▸ TASK DIRECTIONS:
Count the lines in the records below that contain the string "dark", and give only that number.

(Records from a data collection)

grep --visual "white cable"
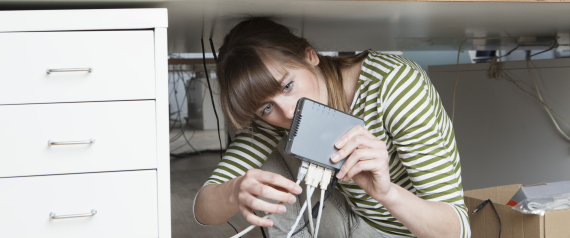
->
[287,188,315,238]
[307,185,315,235]
[230,161,309,238]
[313,169,333,238]
[230,214,271,238]
[313,189,325,238]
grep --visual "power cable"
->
[200,39,223,159]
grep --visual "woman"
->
[194,18,470,237]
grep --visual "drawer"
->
[0,30,155,104]
[0,100,157,177]
[0,170,158,238]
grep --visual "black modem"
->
[285,98,364,169]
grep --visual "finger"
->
[248,170,303,194]
[239,205,273,227]
[240,194,286,214]
[331,135,383,163]
[248,184,296,204]
[334,126,376,149]
[344,160,382,181]
[336,149,378,181]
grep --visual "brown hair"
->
[217,17,368,129]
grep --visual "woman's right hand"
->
[232,169,303,227]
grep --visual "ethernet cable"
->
[309,169,332,238]
[231,161,312,238]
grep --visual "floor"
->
[170,131,262,238]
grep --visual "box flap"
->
[465,184,551,238]
[464,184,523,204]
[544,209,570,238]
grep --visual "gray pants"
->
[257,139,382,238]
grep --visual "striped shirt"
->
[205,51,471,237]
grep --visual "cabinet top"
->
[0,8,168,32]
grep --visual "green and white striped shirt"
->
[205,51,471,237]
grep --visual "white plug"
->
[311,166,325,188]
[321,169,332,190]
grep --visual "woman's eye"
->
[283,81,293,92]
[261,104,273,116]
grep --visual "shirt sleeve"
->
[204,120,285,186]
[380,64,471,237]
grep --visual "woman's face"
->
[255,49,328,129]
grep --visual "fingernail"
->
[293,185,303,194]
[263,221,273,227]
[331,154,338,163]
[289,196,297,204]
[334,140,343,148]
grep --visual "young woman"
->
[194,18,470,237]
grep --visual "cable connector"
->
[321,169,332,190]
[311,166,324,188]
[471,199,491,214]
[297,161,309,181]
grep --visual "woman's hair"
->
[217,17,368,129]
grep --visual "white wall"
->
[429,59,570,190]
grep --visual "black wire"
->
[170,66,200,153]
[291,170,338,237]
[497,45,520,58]
[200,39,223,159]
[488,199,503,238]
[210,38,218,63]
[473,199,503,238]
[170,150,223,158]
[227,221,236,237]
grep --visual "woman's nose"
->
[277,102,295,120]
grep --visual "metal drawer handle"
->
[46,68,93,74]
[48,139,95,145]
[49,209,97,219]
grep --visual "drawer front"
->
[0,30,155,104]
[0,170,158,238]
[0,100,157,177]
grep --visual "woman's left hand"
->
[331,126,392,201]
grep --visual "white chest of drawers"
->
[0,9,171,237]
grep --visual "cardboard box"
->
[507,181,570,207]
[465,184,570,238]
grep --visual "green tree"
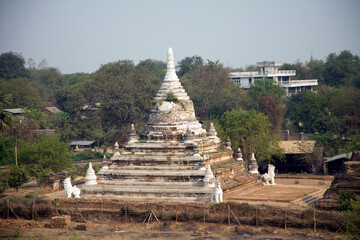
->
[248,78,286,132]
[7,166,28,191]
[344,196,360,240]
[30,68,66,103]
[0,52,29,80]
[0,78,41,108]
[0,136,15,166]
[177,55,204,78]
[18,137,71,172]
[221,110,283,162]
[286,91,329,133]
[0,92,12,132]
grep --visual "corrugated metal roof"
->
[280,140,315,154]
[4,108,24,114]
[45,107,62,114]
[70,141,95,146]
[324,152,353,163]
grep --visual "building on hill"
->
[229,61,318,96]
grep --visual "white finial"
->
[167,47,175,71]
[164,47,179,81]
[85,162,97,185]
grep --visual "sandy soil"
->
[0,220,341,240]
[225,177,332,207]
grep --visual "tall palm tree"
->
[0,92,12,132]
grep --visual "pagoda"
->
[82,48,231,201]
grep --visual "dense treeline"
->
[0,51,360,167]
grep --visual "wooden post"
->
[31,198,35,220]
[314,205,316,232]
[6,199,10,219]
[100,199,103,220]
[125,205,127,222]
[175,205,177,223]
[203,206,205,224]
[255,206,259,226]
[228,204,231,225]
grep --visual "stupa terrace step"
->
[99,179,204,188]
[105,164,199,171]
[82,184,214,196]
[112,155,204,165]
[82,193,211,202]
[101,168,205,177]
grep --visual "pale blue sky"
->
[0,0,360,73]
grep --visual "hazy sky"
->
[0,0,360,73]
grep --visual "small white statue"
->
[64,177,80,198]
[85,163,96,186]
[203,164,215,187]
[261,164,276,186]
[210,180,223,203]
[114,142,120,156]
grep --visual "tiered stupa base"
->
[82,142,214,202]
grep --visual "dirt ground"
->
[225,176,333,207]
[0,176,342,240]
[0,220,342,240]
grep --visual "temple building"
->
[82,48,238,201]
[229,61,318,96]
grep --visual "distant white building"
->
[229,61,318,96]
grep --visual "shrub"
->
[71,151,94,161]
[344,196,360,239]
[338,190,356,211]
[7,166,28,191]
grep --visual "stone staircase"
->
[292,189,326,206]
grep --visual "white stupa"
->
[85,162,97,186]
[249,153,259,174]
[203,164,215,187]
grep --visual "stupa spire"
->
[164,47,179,81]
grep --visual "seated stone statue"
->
[64,177,80,198]
[261,164,275,186]
[210,180,223,203]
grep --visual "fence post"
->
[255,206,259,226]
[6,199,10,219]
[203,205,205,224]
[31,198,35,220]
[175,204,177,223]
[314,205,316,232]
[125,205,127,222]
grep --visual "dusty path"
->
[0,220,341,240]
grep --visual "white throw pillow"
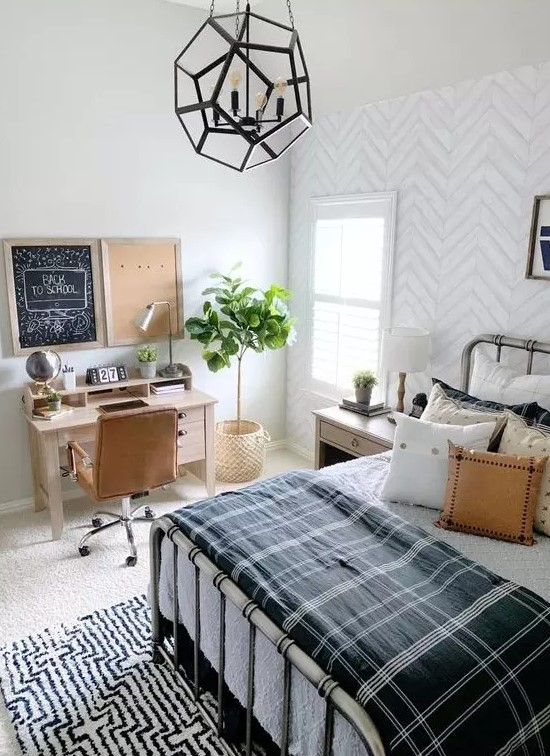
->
[468,349,550,409]
[380,413,497,509]
[422,383,506,425]
[498,412,550,535]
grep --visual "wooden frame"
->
[3,239,105,357]
[525,194,550,281]
[101,238,184,346]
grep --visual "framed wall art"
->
[4,239,104,356]
[525,194,550,281]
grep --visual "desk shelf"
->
[23,372,193,417]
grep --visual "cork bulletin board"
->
[101,239,183,346]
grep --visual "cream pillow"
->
[498,412,550,535]
[422,383,506,425]
[380,413,496,509]
[468,349,550,408]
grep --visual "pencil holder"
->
[63,370,76,390]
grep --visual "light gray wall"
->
[0,0,288,503]
[287,63,550,449]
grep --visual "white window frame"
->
[306,192,397,401]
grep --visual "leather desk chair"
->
[67,407,178,567]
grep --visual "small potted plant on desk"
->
[48,391,61,412]
[137,344,158,378]
[352,370,378,407]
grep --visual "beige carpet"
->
[0,451,308,756]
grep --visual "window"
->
[310,192,396,402]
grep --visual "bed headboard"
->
[461,333,550,391]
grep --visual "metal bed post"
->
[461,333,550,391]
[151,518,385,756]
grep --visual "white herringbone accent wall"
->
[287,63,550,449]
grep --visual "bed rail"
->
[461,333,550,391]
[150,517,385,756]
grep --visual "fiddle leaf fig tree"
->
[185,266,296,422]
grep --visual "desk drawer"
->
[320,422,389,457]
[178,407,204,427]
[178,420,206,465]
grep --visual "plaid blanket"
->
[169,472,550,756]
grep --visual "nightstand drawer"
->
[178,420,205,465]
[320,422,390,457]
[178,407,204,428]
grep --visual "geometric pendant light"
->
[174,0,312,171]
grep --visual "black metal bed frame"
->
[151,517,385,756]
[461,333,550,391]
[151,334,550,756]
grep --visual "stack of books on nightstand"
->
[150,378,185,396]
[339,398,390,417]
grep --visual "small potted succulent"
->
[352,370,378,407]
[137,344,158,378]
[48,391,61,412]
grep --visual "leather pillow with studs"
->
[498,412,550,535]
[435,443,548,546]
[380,413,497,509]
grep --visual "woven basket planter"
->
[216,420,270,483]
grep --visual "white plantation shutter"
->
[310,194,395,401]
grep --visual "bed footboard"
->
[151,517,384,756]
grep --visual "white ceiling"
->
[164,0,550,115]
[262,0,550,115]
[166,0,262,8]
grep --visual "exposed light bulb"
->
[229,69,242,89]
[273,76,288,97]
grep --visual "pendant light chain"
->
[286,0,294,29]
[235,0,241,39]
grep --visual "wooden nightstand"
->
[313,407,395,470]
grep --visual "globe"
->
[25,349,61,391]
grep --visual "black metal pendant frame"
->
[174,6,312,172]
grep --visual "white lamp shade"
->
[382,327,430,373]
[134,304,155,333]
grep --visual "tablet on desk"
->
[98,399,149,413]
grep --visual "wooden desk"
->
[25,381,217,540]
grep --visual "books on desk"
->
[32,404,74,420]
[149,378,185,396]
[339,399,390,417]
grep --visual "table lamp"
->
[382,327,430,423]
[134,302,183,378]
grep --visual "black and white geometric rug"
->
[0,597,224,756]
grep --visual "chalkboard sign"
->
[4,239,104,355]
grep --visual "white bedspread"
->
[160,454,550,756]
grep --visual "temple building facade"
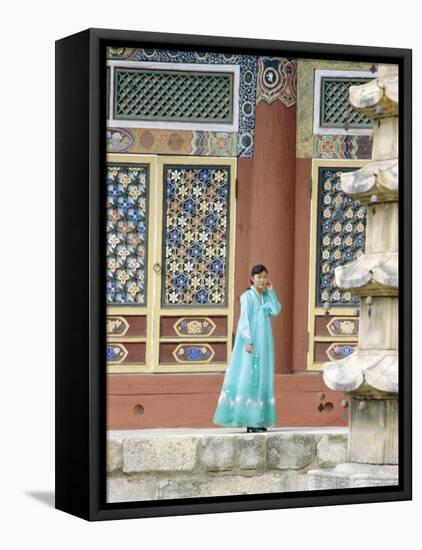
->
[105,48,377,430]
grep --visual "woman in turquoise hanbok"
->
[213,265,281,432]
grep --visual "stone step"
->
[107,427,348,502]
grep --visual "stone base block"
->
[307,462,399,490]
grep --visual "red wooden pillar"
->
[235,101,296,373]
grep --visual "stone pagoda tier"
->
[309,65,398,489]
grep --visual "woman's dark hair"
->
[246,264,268,290]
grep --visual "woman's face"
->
[251,271,268,290]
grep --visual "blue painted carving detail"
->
[107,48,258,158]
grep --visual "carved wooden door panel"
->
[107,155,236,373]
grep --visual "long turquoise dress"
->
[213,287,281,427]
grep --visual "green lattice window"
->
[114,68,233,123]
[320,77,371,128]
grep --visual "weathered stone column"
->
[309,65,398,489]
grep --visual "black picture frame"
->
[55,29,412,521]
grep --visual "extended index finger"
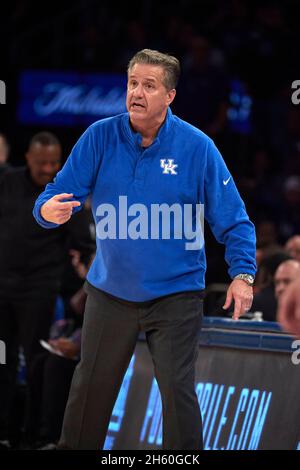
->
[58,201,81,210]
[52,193,74,201]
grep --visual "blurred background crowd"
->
[0,0,300,448]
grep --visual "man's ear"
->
[167,88,176,105]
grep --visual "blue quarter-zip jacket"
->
[33,109,256,302]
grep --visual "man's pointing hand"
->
[41,193,80,224]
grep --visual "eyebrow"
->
[128,75,157,83]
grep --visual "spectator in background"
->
[0,132,94,448]
[285,235,300,262]
[0,133,9,177]
[274,259,300,301]
[251,251,291,321]
[275,175,300,241]
[31,250,90,450]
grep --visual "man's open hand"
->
[223,279,253,320]
[41,193,80,224]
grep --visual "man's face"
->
[274,260,300,300]
[26,143,61,186]
[126,64,176,125]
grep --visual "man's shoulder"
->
[173,115,211,144]
[88,113,127,132]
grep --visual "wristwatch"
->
[233,274,254,286]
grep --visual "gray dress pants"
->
[58,282,203,450]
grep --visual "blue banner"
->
[17,71,127,126]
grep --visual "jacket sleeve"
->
[33,125,100,228]
[204,139,256,278]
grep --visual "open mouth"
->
[131,103,145,109]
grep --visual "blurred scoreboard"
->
[104,317,300,450]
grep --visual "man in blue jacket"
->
[34,49,256,449]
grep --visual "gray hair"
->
[127,49,180,91]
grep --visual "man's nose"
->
[132,83,143,98]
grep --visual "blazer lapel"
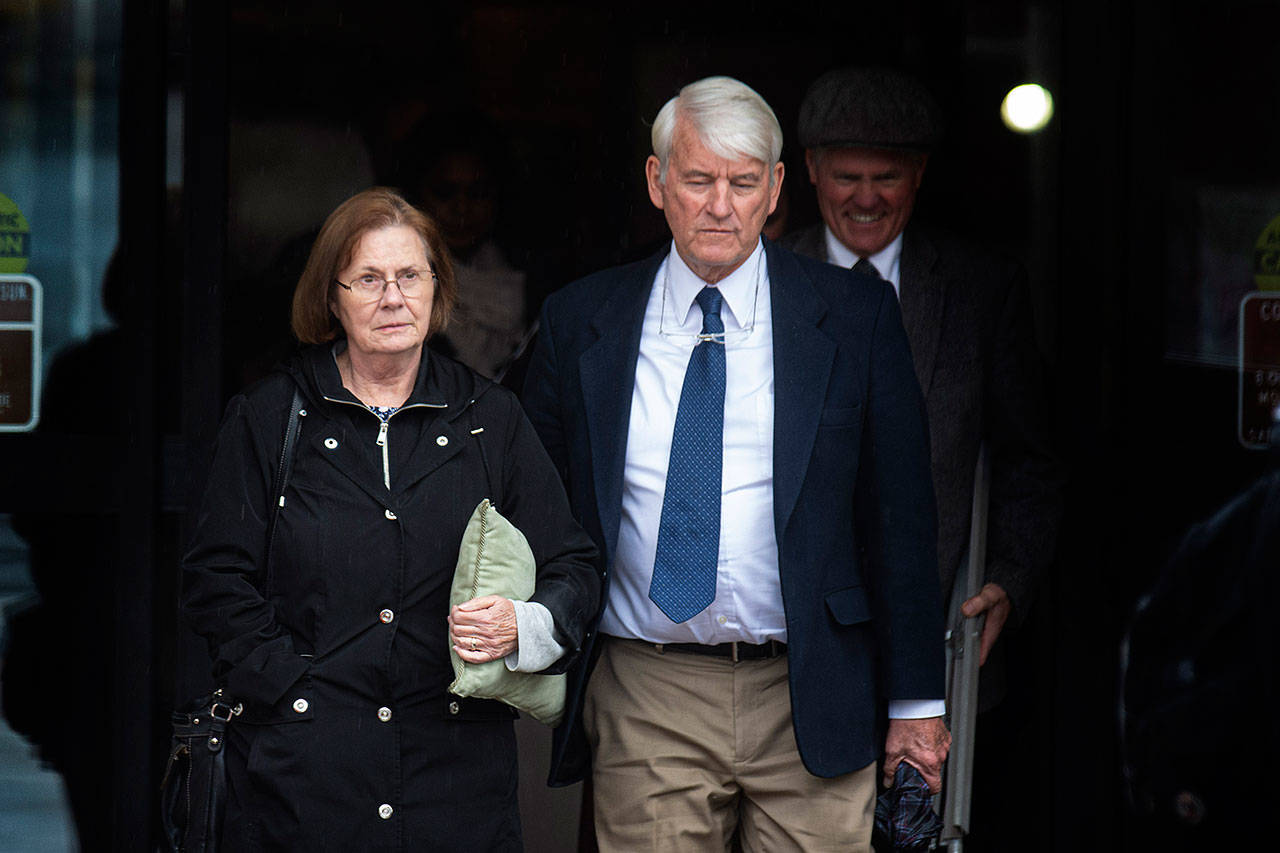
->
[899,229,946,394]
[579,252,666,562]
[765,243,836,543]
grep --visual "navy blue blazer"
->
[524,243,945,785]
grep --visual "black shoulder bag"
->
[160,388,306,853]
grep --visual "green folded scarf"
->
[449,498,564,726]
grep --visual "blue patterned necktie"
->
[649,287,724,622]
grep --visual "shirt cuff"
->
[888,699,947,720]
[503,601,568,672]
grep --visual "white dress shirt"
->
[822,225,902,296]
[600,243,787,644]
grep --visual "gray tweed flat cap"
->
[800,68,942,151]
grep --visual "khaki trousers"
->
[582,638,876,853]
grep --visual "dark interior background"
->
[0,0,1280,850]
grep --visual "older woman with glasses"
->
[182,190,599,850]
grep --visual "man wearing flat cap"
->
[782,68,1061,707]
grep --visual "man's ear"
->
[804,149,818,186]
[915,154,929,190]
[644,154,663,210]
[769,160,787,215]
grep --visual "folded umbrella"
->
[876,761,942,853]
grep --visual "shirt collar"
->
[659,238,767,329]
[822,225,902,289]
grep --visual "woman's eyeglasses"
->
[333,269,435,302]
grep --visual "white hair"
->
[650,77,782,186]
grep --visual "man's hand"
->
[884,717,951,794]
[960,584,1014,666]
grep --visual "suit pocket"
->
[818,406,861,427]
[827,585,872,625]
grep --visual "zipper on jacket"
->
[378,418,392,492]
[321,394,449,492]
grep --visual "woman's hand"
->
[449,596,520,663]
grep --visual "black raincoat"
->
[182,343,599,850]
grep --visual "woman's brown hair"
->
[292,187,458,343]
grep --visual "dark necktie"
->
[649,287,724,622]
[854,257,883,279]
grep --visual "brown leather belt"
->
[649,640,787,661]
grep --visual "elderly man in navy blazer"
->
[525,77,950,852]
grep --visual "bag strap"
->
[467,398,498,510]
[266,386,307,581]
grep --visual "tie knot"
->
[698,287,724,334]
[854,257,883,278]
[698,287,724,316]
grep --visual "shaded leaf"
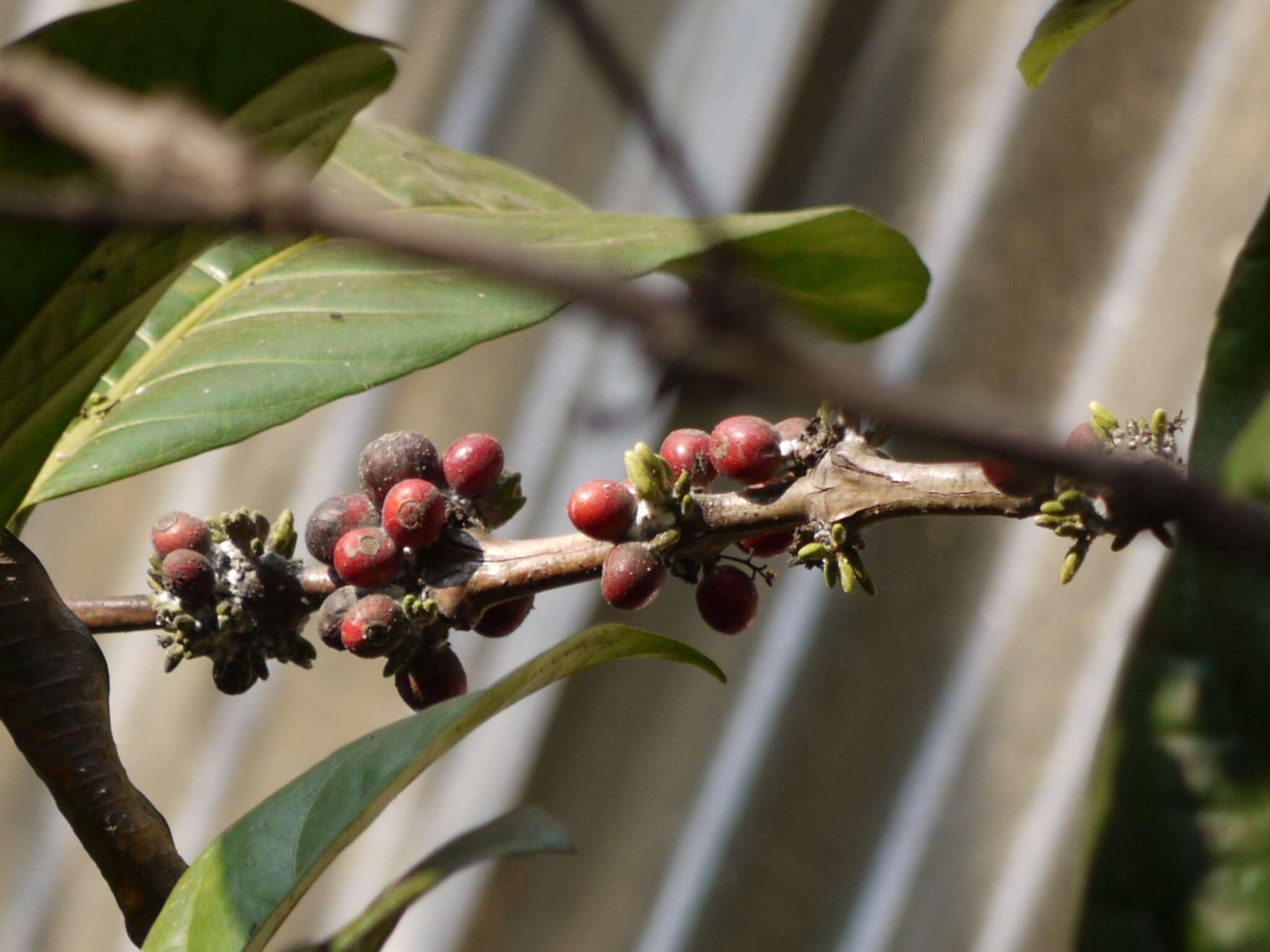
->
[293,806,574,952]
[0,0,393,523]
[144,625,724,952]
[1081,192,1270,952]
[25,125,928,515]
[0,532,185,945]
[1018,0,1129,86]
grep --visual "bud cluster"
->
[149,509,315,694]
[979,401,1186,585]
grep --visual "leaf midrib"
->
[18,235,329,511]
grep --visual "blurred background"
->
[0,0,1270,952]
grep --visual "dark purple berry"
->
[396,645,468,711]
[697,565,758,635]
[162,549,216,599]
[441,433,503,499]
[569,480,636,542]
[305,493,380,565]
[335,529,401,589]
[710,416,783,485]
[660,429,719,488]
[1067,423,1109,453]
[339,594,411,658]
[383,480,446,549]
[357,430,446,506]
[737,529,794,558]
[600,542,665,612]
[473,596,533,638]
[318,585,362,651]
[150,511,212,558]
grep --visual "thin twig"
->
[548,0,714,222]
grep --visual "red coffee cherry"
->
[396,645,468,711]
[776,416,812,441]
[979,456,1053,496]
[697,565,758,635]
[569,480,635,542]
[383,480,446,549]
[473,596,533,638]
[339,594,411,658]
[600,542,665,612]
[441,433,503,499]
[318,585,363,651]
[660,429,719,488]
[357,430,446,508]
[305,493,380,565]
[1067,423,1109,453]
[737,529,794,558]
[162,549,216,599]
[335,529,401,589]
[710,416,781,485]
[150,511,212,558]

▸ WRITTEN RESPONSE:
4